##### Records supplied #####

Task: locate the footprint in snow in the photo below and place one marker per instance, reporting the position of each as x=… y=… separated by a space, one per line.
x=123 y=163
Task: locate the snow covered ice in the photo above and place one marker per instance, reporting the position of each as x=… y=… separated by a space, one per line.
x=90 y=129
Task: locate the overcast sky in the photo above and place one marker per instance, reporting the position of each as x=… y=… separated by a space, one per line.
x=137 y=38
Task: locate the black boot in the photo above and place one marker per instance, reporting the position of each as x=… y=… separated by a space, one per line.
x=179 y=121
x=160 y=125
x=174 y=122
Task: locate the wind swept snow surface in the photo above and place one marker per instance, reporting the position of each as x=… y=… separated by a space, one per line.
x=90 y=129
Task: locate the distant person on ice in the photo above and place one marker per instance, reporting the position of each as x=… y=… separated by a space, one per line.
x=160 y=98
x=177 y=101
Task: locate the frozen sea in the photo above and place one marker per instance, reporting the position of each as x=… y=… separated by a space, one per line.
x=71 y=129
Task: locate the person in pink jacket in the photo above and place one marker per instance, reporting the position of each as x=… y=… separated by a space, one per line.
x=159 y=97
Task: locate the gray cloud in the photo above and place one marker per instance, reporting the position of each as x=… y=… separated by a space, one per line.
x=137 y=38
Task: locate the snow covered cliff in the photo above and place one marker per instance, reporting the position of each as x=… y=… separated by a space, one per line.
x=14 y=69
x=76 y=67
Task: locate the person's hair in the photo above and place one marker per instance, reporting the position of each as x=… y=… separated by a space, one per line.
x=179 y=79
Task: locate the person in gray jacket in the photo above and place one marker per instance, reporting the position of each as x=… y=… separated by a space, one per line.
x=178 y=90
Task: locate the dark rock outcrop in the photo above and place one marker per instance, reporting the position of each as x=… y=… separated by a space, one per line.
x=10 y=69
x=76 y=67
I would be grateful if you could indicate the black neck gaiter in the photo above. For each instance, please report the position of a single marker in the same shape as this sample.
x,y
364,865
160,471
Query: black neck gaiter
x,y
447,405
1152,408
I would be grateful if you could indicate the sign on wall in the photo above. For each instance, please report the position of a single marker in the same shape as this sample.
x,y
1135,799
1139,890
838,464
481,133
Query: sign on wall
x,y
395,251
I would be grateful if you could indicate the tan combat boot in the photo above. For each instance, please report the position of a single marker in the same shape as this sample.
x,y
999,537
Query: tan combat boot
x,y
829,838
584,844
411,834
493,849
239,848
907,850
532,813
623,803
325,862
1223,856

#####

■ Your task:
Check each line of the entries above for the word "indicate". List the ones that have it.

■ Solution to this exercise:
I would be grateful if you could indicate the black neck gaiter in the photo above. For each instance, please report the position of a single marker in the same shape as this sample.
I would be grateful if you could indicate the sign on wall in the photo above. For each instance, please report the position of a single marker in the same shape as this sample.
I would be grateful if you could indicate the tan combat boot in the photo above. For each instance, please report the position of a single marker in the same shape as this sample.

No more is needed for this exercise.